■ **INPUT MATERIAL**:
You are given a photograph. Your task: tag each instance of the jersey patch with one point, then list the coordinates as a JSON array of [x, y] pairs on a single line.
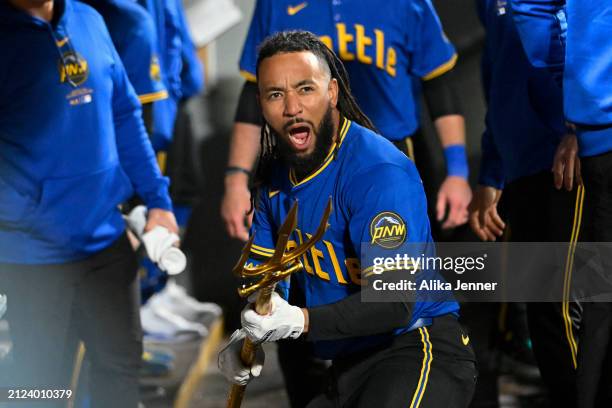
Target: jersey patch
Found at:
[[73, 67], [388, 230]]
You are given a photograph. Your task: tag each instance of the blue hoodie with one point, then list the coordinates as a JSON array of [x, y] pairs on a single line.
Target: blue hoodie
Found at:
[[575, 37], [524, 122], [72, 141], [133, 34], [167, 24]]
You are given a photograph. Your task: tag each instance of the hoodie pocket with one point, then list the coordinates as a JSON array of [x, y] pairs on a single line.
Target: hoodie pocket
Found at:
[[78, 210], [14, 208]]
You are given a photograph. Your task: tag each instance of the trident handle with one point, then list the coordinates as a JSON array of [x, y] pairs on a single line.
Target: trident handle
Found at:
[[278, 267], [263, 305]]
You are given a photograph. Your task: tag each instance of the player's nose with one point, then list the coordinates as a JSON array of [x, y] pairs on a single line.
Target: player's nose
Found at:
[[293, 106]]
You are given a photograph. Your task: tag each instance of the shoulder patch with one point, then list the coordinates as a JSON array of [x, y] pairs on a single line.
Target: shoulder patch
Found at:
[[388, 230]]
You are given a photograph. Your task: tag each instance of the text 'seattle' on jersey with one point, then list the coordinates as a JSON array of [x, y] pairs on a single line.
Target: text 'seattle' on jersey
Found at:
[[368, 180], [389, 45]]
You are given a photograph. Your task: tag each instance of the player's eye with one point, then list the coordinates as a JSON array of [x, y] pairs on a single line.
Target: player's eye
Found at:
[[274, 95]]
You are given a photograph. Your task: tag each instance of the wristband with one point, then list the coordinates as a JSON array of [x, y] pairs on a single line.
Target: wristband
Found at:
[[235, 169], [456, 161]]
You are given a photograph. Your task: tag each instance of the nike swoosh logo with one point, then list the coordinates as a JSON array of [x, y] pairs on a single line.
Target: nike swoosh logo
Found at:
[[293, 10], [61, 43]]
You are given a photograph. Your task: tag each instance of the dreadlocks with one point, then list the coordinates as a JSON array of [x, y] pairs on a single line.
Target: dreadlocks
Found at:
[[298, 41]]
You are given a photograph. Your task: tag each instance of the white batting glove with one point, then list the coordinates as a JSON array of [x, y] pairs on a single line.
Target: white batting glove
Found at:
[[284, 321], [231, 365]]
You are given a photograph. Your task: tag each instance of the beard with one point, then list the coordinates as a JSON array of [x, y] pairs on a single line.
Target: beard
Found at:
[[305, 164]]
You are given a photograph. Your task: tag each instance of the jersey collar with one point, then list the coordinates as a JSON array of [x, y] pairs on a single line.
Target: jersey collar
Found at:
[[346, 124]]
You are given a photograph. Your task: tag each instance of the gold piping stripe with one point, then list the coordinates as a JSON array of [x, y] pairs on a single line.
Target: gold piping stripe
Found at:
[[161, 161], [343, 131], [263, 249], [447, 66], [248, 76], [152, 97], [426, 366], [568, 274], [258, 252]]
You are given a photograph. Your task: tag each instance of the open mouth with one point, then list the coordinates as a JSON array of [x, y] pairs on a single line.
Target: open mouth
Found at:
[[299, 135]]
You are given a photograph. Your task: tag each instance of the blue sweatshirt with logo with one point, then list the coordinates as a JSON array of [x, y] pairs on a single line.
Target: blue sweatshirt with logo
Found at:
[[72, 142], [574, 38], [524, 121]]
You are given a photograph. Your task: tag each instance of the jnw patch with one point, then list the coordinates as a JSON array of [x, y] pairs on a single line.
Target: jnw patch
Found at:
[[73, 67], [388, 230]]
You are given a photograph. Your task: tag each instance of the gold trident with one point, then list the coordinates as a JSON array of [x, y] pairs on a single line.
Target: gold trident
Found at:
[[282, 264]]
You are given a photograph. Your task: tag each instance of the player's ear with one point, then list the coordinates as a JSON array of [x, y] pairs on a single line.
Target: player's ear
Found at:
[[332, 89]]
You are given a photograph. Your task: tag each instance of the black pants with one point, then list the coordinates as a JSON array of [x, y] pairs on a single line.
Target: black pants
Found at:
[[429, 367], [537, 212], [52, 307], [595, 350]]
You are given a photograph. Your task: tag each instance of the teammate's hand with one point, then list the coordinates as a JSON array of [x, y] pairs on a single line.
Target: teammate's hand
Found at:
[[284, 321], [455, 193], [231, 364], [484, 219], [235, 206], [156, 217], [566, 165]]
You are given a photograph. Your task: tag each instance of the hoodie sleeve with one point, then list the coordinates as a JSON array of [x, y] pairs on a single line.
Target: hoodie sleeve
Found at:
[[135, 152]]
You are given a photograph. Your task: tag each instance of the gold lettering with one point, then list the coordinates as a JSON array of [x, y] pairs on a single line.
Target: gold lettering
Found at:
[[72, 69], [316, 254], [343, 39], [307, 266], [334, 259], [362, 42], [391, 61], [380, 49], [354, 269]]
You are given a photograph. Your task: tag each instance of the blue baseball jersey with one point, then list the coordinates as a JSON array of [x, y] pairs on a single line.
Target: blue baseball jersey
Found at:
[[133, 34], [366, 195], [574, 38], [524, 121], [384, 45], [72, 141]]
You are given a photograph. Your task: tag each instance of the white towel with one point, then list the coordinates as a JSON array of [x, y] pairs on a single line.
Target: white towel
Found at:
[[159, 243]]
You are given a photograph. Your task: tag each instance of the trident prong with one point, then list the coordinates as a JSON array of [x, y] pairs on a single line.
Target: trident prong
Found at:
[[282, 263]]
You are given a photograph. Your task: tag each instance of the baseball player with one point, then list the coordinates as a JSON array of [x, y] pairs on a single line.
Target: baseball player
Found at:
[[73, 147], [388, 48], [572, 39], [316, 144], [517, 156], [134, 36], [167, 25]]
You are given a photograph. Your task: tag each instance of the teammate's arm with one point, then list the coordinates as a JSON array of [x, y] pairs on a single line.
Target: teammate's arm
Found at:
[[433, 59], [244, 144], [244, 148], [445, 110]]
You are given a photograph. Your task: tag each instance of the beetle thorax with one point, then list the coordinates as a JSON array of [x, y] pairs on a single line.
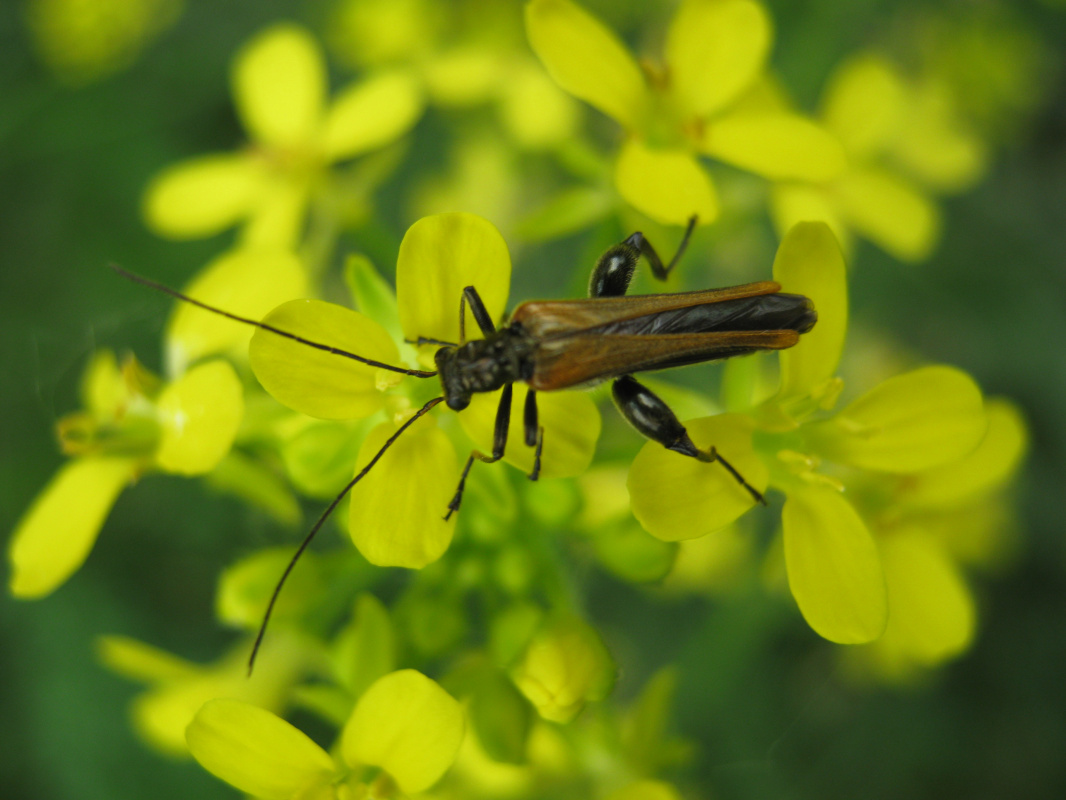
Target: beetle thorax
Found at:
[[483, 365]]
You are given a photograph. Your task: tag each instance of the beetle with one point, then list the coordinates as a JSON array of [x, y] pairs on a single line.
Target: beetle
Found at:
[[566, 344]]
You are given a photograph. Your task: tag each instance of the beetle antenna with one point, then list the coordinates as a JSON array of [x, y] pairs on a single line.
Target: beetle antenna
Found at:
[[256, 323], [325, 514]]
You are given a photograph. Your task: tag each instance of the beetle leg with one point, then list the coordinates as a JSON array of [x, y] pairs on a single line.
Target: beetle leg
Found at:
[[499, 443], [614, 270], [534, 433], [649, 415], [478, 309]]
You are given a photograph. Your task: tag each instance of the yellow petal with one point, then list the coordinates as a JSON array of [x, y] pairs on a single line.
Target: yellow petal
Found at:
[[865, 104], [279, 82], [889, 212], [779, 146], [678, 497], [199, 414], [246, 282], [54, 537], [794, 203], [311, 381], [536, 112], [932, 616], [938, 149], [257, 752], [398, 509], [439, 256], [570, 421], [835, 571], [586, 59], [202, 196], [715, 49], [809, 262], [277, 218], [406, 724], [668, 186], [371, 114], [910, 422], [991, 464]]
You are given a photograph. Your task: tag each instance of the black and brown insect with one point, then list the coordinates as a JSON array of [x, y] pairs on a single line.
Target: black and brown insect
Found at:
[[555, 345]]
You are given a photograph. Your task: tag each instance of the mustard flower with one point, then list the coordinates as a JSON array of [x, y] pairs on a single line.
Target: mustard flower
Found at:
[[905, 143], [404, 724], [82, 42], [178, 688], [795, 443], [691, 105], [279, 88], [398, 509], [932, 529], [131, 425]]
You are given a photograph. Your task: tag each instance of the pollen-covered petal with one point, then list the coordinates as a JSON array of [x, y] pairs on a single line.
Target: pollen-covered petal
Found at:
[[198, 417], [315, 382], [779, 146], [986, 468], [863, 104], [809, 262], [406, 724], [397, 511], [890, 212], [932, 616], [54, 537], [715, 49], [586, 59], [914, 421], [570, 421], [248, 283], [678, 497], [256, 751], [668, 186], [371, 114], [439, 256], [279, 82], [835, 571], [203, 195]]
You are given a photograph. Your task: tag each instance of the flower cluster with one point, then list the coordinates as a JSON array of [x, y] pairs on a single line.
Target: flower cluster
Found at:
[[477, 668]]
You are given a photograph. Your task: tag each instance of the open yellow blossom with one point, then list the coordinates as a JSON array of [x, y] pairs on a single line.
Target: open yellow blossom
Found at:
[[131, 424], [690, 105], [904, 144], [398, 509], [279, 88], [404, 724], [794, 442]]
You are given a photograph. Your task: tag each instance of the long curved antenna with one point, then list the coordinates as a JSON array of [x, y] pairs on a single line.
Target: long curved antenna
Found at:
[[318, 346], [309, 537]]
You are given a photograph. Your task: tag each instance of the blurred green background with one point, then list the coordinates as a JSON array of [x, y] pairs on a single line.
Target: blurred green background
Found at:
[[758, 690]]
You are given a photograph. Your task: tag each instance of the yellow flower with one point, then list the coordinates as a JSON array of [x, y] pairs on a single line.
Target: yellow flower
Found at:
[[83, 41], [792, 442], [279, 88], [398, 510], [405, 724], [178, 688], [904, 143], [692, 105], [130, 425]]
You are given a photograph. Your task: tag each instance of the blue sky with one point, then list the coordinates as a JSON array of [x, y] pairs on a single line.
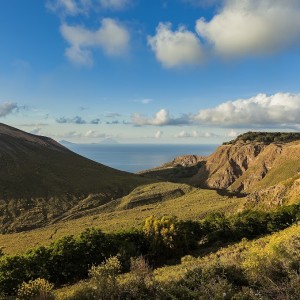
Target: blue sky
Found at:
[[161, 71]]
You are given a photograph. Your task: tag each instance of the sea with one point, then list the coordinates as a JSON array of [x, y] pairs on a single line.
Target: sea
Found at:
[[137, 157]]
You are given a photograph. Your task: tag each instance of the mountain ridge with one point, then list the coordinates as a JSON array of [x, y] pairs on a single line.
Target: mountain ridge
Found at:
[[41, 180]]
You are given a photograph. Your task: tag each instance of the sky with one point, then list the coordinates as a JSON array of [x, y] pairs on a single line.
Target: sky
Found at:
[[140, 71]]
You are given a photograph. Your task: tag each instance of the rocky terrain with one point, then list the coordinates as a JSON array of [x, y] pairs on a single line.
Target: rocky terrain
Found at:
[[41, 181], [250, 166]]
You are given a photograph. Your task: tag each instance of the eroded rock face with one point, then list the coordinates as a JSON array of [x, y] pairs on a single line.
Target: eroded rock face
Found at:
[[287, 192], [227, 164], [246, 166]]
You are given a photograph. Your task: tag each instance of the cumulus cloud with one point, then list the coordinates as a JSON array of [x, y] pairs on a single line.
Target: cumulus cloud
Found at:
[[252, 27], [158, 134], [146, 101], [94, 134], [281, 109], [232, 133], [7, 108], [176, 48], [71, 134], [36, 131], [111, 37], [161, 118], [183, 134], [195, 134], [202, 3], [77, 7], [115, 4], [69, 7], [112, 115], [75, 120]]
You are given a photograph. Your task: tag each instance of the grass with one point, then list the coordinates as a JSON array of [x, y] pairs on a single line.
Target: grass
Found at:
[[194, 204], [245, 268]]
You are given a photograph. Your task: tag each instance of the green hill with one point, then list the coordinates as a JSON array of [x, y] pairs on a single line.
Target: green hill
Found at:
[[41, 181]]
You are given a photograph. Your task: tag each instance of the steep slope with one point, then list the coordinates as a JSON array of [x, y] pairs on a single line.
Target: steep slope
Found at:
[[254, 161], [41, 181], [249, 166]]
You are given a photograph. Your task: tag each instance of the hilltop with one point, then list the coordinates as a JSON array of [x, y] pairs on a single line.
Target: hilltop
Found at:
[[265, 137], [250, 163], [41, 181]]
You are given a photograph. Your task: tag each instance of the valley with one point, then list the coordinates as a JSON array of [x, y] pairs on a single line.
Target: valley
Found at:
[[248, 188]]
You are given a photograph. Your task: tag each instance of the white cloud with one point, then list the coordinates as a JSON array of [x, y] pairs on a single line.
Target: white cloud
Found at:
[[158, 134], [281, 109], [70, 135], [246, 27], [194, 134], [202, 3], [176, 48], [232, 133], [115, 4], [161, 118], [94, 134], [183, 134], [146, 101], [7, 108], [112, 37], [36, 131], [69, 7]]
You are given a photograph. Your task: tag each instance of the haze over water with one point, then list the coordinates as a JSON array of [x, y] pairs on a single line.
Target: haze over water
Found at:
[[137, 157]]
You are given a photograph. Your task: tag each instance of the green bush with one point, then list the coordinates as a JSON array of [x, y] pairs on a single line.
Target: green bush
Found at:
[[38, 289]]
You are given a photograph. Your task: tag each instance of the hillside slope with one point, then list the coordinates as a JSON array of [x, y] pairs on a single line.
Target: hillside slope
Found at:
[[41, 181], [252, 162]]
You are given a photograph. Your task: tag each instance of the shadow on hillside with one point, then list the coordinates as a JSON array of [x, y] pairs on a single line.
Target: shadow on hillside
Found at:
[[230, 194]]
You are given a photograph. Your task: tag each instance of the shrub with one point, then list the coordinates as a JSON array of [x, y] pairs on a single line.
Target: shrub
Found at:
[[38, 289], [104, 278]]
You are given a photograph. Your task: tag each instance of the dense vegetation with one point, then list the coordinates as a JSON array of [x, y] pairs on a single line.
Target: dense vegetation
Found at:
[[69, 259], [266, 137], [267, 268]]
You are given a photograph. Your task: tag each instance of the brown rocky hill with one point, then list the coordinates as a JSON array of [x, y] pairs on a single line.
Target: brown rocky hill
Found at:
[[41, 181], [243, 165]]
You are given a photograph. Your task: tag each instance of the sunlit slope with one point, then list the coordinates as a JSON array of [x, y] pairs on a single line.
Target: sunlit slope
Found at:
[[192, 204], [40, 180]]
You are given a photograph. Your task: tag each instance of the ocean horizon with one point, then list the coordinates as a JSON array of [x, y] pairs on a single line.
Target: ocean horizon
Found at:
[[137, 157]]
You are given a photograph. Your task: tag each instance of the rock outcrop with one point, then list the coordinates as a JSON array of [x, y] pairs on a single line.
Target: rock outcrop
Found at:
[[41, 181]]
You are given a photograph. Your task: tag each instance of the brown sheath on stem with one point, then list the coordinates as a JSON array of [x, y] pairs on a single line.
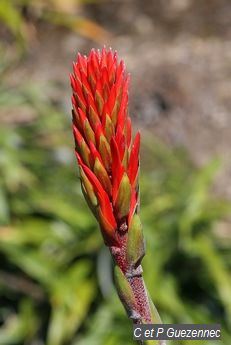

■ **TASK PROMPT**: Rewrite the material from the line containing "of the hillside" through the end of the material, both ends included, replacing "photograph" with "image" and changing nothing else. Leave the pictures out of your answer.

■ **ANSWER TO THE TASK**:
You are given a image. Your task: tag each instance of the hillside slope with one point, then list the coordinates as a JSON array of [x, y] pairs on a single line.
Target: hillside slope
Found at:
[[41, 181], [252, 162]]
You are given a image. Your task: tag each instance of the shadow on hillside with one point, then list the coordinates as a JSON array of [x, y] pairs on a single line.
Target: shadow on hillside
Found at:
[[230, 194]]
You are given a image. Your task: tag each instance of the shrub with one point, then list the coordinates as a JSON array of [x, y] pairs on a single line.
Target: shrub
Found at:
[[38, 289], [104, 278]]
You are given a image. Your task: tag each instance of the dense vegetation with one point, then list the coordinates as a JSON array of [x, y] pairs on a single line.
Target: dense vegetation
Found at:
[[69, 259], [266, 137], [267, 268]]
You are given a image. Your task: tag each instance of the brown rocky hill with one point, then list the coordinates as a JSON array of [x, y] pairs on a single line.
Target: brown rocky hill
Found at:
[[41, 181], [243, 165]]
You are given a image. Your task: tag each instance of the sunlit slope with one point, then list the coordinates as a JSON array of [x, y] pairs on a single line.
Target: sunlit slope
Found at:
[[192, 204], [40, 180]]
You are given a image. Your task: tag each instance of the ocean horizon with one point, then list the coordinates as a JSON array of [x, y] pairs on a single line.
Target: ocean horizon
Found at:
[[137, 157]]
You are given a image. Your task: tag each instance of the rock outcrop with one point, then list the coordinates as a JSON array of [x, y] pairs on a single line.
Target: rock outcrop
Found at:
[[41, 181]]
You are given a image. Your task: tag each instance of the brown sheath on stem with one point, then list the coordinates as a JSON array of [x, y] pairs on a single line.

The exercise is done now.